=== Requirements ===
Render the material below as a numbered list, omitting any blank lines.

— START OF Provided data —

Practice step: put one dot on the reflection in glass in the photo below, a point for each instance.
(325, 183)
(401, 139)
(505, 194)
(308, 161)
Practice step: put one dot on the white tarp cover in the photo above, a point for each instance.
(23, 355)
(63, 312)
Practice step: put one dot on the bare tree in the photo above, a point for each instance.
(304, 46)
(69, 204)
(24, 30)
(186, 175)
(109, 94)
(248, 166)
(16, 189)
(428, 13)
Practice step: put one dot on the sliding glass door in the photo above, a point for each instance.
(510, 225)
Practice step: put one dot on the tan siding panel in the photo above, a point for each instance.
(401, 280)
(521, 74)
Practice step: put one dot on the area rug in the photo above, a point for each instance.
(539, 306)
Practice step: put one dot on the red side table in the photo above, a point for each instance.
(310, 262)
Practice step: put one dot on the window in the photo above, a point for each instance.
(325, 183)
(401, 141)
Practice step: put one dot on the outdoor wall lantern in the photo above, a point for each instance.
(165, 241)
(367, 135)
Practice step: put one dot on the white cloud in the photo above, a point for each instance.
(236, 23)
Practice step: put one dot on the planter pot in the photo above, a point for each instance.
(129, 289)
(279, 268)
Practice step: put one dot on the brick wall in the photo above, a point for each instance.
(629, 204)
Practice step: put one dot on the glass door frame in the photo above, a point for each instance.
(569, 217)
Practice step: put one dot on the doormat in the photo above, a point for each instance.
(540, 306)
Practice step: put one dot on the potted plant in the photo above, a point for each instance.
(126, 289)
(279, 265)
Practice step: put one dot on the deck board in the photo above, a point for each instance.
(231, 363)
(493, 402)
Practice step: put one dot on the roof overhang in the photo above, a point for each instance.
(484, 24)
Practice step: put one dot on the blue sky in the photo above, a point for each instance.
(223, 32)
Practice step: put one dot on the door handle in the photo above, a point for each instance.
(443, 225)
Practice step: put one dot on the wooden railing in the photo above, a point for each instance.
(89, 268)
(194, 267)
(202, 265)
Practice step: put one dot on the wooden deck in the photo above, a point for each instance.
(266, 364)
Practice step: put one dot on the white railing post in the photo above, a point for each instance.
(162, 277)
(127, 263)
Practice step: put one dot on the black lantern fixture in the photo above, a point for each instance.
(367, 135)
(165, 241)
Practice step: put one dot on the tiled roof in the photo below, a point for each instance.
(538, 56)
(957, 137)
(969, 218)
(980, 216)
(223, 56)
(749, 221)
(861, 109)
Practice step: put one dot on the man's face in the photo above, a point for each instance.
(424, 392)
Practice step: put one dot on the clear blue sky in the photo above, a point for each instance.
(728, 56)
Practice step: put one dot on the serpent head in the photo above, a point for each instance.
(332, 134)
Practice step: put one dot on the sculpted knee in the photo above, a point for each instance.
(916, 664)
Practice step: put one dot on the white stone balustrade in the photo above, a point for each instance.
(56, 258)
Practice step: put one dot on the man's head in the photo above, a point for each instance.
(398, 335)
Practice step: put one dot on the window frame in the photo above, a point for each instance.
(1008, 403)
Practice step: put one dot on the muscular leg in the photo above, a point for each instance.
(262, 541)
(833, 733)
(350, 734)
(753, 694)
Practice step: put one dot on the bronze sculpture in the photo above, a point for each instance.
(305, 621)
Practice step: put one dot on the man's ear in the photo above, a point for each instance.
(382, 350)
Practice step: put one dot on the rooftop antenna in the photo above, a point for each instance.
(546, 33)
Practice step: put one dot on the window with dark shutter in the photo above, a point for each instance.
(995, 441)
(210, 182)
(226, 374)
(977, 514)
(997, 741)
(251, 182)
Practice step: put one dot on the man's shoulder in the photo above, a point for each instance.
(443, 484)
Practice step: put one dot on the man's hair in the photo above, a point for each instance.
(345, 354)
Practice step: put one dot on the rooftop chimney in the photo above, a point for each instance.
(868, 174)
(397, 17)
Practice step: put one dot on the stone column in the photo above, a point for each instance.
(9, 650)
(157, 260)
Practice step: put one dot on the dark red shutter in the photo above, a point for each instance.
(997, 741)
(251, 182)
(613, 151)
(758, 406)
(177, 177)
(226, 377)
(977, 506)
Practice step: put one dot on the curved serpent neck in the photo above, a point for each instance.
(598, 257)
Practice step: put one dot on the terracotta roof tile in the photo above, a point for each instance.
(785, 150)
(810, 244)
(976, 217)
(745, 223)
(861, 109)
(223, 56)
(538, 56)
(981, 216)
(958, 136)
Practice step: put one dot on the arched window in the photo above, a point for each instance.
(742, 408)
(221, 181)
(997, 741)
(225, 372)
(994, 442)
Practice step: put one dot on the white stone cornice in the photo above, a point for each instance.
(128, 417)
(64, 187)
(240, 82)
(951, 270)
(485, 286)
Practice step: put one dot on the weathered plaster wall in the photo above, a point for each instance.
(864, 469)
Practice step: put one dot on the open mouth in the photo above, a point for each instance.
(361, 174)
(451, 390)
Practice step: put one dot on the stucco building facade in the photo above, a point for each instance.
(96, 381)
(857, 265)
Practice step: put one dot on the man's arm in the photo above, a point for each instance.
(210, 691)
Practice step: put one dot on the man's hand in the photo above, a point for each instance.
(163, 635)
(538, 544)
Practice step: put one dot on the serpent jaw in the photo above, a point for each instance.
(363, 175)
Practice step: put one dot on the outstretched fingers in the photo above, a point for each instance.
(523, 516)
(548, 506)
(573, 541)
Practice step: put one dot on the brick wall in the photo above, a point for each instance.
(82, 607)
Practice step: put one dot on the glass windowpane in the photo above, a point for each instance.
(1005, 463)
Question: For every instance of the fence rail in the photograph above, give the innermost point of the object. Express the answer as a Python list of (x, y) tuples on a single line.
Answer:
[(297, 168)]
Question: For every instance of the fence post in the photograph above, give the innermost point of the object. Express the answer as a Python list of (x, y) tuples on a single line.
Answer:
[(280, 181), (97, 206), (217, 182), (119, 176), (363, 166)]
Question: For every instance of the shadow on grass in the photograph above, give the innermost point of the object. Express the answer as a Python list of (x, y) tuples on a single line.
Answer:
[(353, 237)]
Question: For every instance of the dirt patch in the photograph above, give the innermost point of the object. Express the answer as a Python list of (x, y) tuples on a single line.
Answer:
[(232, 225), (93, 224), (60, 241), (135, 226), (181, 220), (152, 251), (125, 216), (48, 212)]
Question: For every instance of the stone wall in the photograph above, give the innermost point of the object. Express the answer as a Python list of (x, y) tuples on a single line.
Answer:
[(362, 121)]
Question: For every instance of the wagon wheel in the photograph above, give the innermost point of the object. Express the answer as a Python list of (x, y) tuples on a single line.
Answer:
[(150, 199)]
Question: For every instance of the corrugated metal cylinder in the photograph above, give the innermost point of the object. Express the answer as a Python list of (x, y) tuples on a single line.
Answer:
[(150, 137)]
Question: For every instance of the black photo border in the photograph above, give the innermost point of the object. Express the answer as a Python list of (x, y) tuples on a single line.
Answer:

— END OF Provided data —

=== Expected output ===
1. Practice step: put one dot on the reflection in glass in the photo below, a point for each instance.
2. (325, 183)
3. (401, 139)
4. (505, 194)
5. (308, 161)
6. Practice step: put one dot on the white tarp cover in the photo above, a point for each instance.
7. (23, 355)
8. (63, 312)
9. Practice step: put one dot on the bare tree in the photo above, a point for each instance.
10. (304, 46)
11. (69, 204)
12. (24, 30)
13. (186, 175)
14. (109, 94)
15. (248, 166)
16. (16, 189)
17. (428, 13)
18. Practice step: put one dot on the sliding glass door in the photo above, a point for each instance.
19. (510, 225)
20. Practice step: put one dot on the tan siding panel in the photo above, a point for each instance.
21. (401, 280)
22. (521, 74)
23. Practice step: put one dot on the area rug in the photo above, a point for each instance.
24. (539, 306)
25. Practice step: put one dot on the red side table in the photo above, a point for each instance.
26. (310, 262)
27. Practice step: put one dot on the window in the photo above, a point for each instance.
28. (325, 183)
29. (401, 141)
30. Practice step: put one dot on the outdoor wall lantern in the photo above, a point for each instance.
31. (165, 241)
32. (367, 135)
33. Practice step: put one dot on the white cloud in the photo above, a point for each instance.
34. (236, 23)
35. Practice step: put one dot on the planter pot in the photo above, a point for each instance.
36. (129, 289)
37. (279, 268)
38. Practice step: put one dot on the brick wall in the photo above, a point for each instance.
39. (629, 204)
40. Practice step: put one dot on the glass door frame in the photo above, a point for each instance.
41. (569, 217)
42. Practice step: put one dot on the doormat in the photo above, a point for each instance.
43. (540, 306)
44. Practice step: put one dot on the potted plant in the photo above, a point for each instance.
45. (126, 289)
46. (279, 265)
47. Practice step: put one dot on the deck board in the photo above, a point for each instance.
48. (231, 363)
49. (493, 402)
50. Practice step: put one dot on the roof overhang in the photo above, a point for each instance.
51. (484, 24)
52. Practice step: put one dot on the blue sky in the photo above, a point for each instance.
53. (223, 32)
54. Practice step: put one dot on the door handle in the photo above, a point for each instance.
55. (443, 225)
56. Practice step: put one dot on the wooden railing in the photo above, a point for each instance.
57. (89, 268)
58. (194, 267)
59. (202, 265)
60. Practice step: put one dot on the wooden deck in the photo above, a point for each instance.
61. (266, 364)
62. Practice step: put one dot on the white railing post in the photo above, a point for each instance.
63. (162, 277)
64. (127, 263)
65. Practice step: put one dot on the black lantern fixture in the photo above, a point for each instance.
66. (367, 135)
67. (165, 241)
68. Practice step: put one dot on the tiled roof in the photo below, a point for each instance.
69. (538, 56)
70. (957, 137)
71. (969, 218)
72. (980, 216)
73. (223, 56)
74. (749, 221)
75. (861, 109)
76. Practice step: put one dot on the man's face in the photo above, a point for each instance.
77. (424, 392)
78. Practice step: put one dot on the clear blue sky in the photo above, a point for each instance.
79. (728, 56)
80. Practice step: put one dot on the serpent head in the photo above, a point for each instance.
81. (332, 134)
82. Practice step: put one dot on the sculpted knee in the photo above, a point for each instance.
83. (916, 664)
84. Practice step: put one dot on the white stone balustrade in the photo above, a point for each instance.
85. (56, 258)
86. Practice step: put one dot on the man's head in the photo above, a point for each instance.
87. (398, 335)
88. Practice step: put one dot on the window frame in the photo above, a point for each instance.
89. (1008, 403)
90. Practice step: put one dot on the muscular leg in the photo above, a point for each instance.
91. (262, 541)
92. (833, 733)
93. (350, 734)
94. (753, 694)
95. Practice step: put one dot on the bronze sculpture in the photo above, a point for each instance.
96. (305, 621)
97. Practice step: put one dot on the man's ear in the photo above, a point for each instance.
98. (382, 350)
99. Practice step: put one dot on the rooftop antenna in the photo above, a point for each instance.
100. (546, 33)
101. Practice step: put one dot on the window with dark shutter in the photo above, a point for each instance.
102. (995, 441)
103. (210, 182)
104. (226, 374)
105. (977, 514)
106. (997, 741)
107. (251, 182)
108. Practice step: put one dot on the man's shoulder in the photo above, a point for each instance.
109. (443, 484)
110. Practice step: put one dot on the man's hair in the photo above, a point for each instance.
111. (345, 354)
112. Practice step: put one dot on the rooftop chimney in the photo above, a point for each instance.
113. (868, 174)
114. (397, 17)
115. Practice step: put one dot on the stone column in the photo above, a point for each instance.
116. (9, 650)
117. (157, 260)
118. Practice step: put one dot on the dark red shutter in the photo above, a point for each instance.
119. (997, 741)
120. (251, 182)
121. (613, 151)
122. (758, 406)
123. (177, 177)
124. (226, 377)
125. (977, 506)
126. Practice step: put one dot on the curved serpent neck in the photo above, a point for each instance.
127. (598, 257)
128. Practice step: put one dot on the terracotta roof tile in the photo above, a point for each instance.
129. (785, 150)
130. (810, 244)
131. (976, 217)
132. (745, 223)
133. (861, 109)
134. (223, 56)
135. (538, 56)
136. (981, 216)
137. (958, 136)
138. Practice step: put one dot on the arched window in the photo above, a point for each instance.
139. (742, 408)
140. (221, 181)
141. (997, 741)
142. (225, 372)
143. (994, 442)
144. Practice step: put one dot on the white stone cornice in the photo above, a point for each instance.
145. (128, 417)
146. (64, 187)
147. (240, 82)
148. (951, 270)
149. (485, 286)
150. Practice step: put one dot on the weathered plaster wall in the photo above, a point for each instance.
151. (864, 469)
152. Practice step: put one dot on the open mouth in the photo above, a point for each instance.
153. (361, 174)
154. (451, 390)
155. Practice step: put one dot on the stucco building facade in the photo above, a point for each instance.
156. (96, 381)
157. (857, 265)
158. Practice step: put one dot on the man's arm in the photo above, a point for each instance.
159. (210, 691)
160. Practice step: put one dot on the man's hand in the photo above, a point for each instance.
161. (163, 635)
162. (538, 544)
163. Practice step: put one dot on the serpent jaw in the photo above, a point for each instance.
164. (363, 175)
165. Practice step: put one dot on the outstretched fingers in the photo above, a point for each instance.
166. (523, 516)
167. (548, 506)
168. (573, 541)
169. Practice step: put one dot on the brick wall in the photo above, a point for each instance.
170. (82, 607)
171. Practice step: put one dot on the glass windowpane in the photo above, a point for each instance.
172. (1005, 463)
173. Question: For every instance of the fence rail in the photograph above, give the innermost point of the object. Express the answer as a Python list of (x, y) tuples on a single line.
174. Answer:
175. [(297, 168)]
176. Question: For every instance of the fence post in the photograph above, give the innermost point of the object. Express the answer as a Python list of (x, y) tuples on a single line.
177. Answer:
178. [(280, 181), (97, 206), (217, 182), (119, 176), (363, 166)]
179. Question: For every instance of the shadow on grass in the photograph above, give the innermost point of the object. Express the answer as a Python list of (x, y) tuples on a single line.
180. Answer:
181. [(353, 237)]
182. Question: For every instance of the dirt patch in the photograph above, give the innermost point of the object. Express the answer as a Python list of (x, y) tuples on a single line.
183. Answer:
184. [(232, 225), (93, 224), (60, 241), (135, 226), (181, 220), (152, 251), (125, 216), (48, 212)]
185. Question: For every instance of the stone wall in the photograph above, give the innermost point of the object. Express the answer as a Python list of (x, y) tuples on a single line.
186. Answer:
187. [(362, 121)]
188. Question: For every instance of the wagon wheel in the photograph above, give the innermost point of the object. Express the answer as a Python list of (x, y) tuples on a single line.
189. Answer:
190. [(150, 199)]
191. Question: For every instance of the corrugated metal cylinder in the photograph above, give the innermost point of the object. Express the answer as a Python list of (x, y) tuples on a single line.
192. Answer:
193. [(150, 137)]
194. Question: For every instance of the black photo border in the photograph above, give the innermost point of the object. Express the answer as a Python list of (x, y) tuples on a single line.
195. Answer:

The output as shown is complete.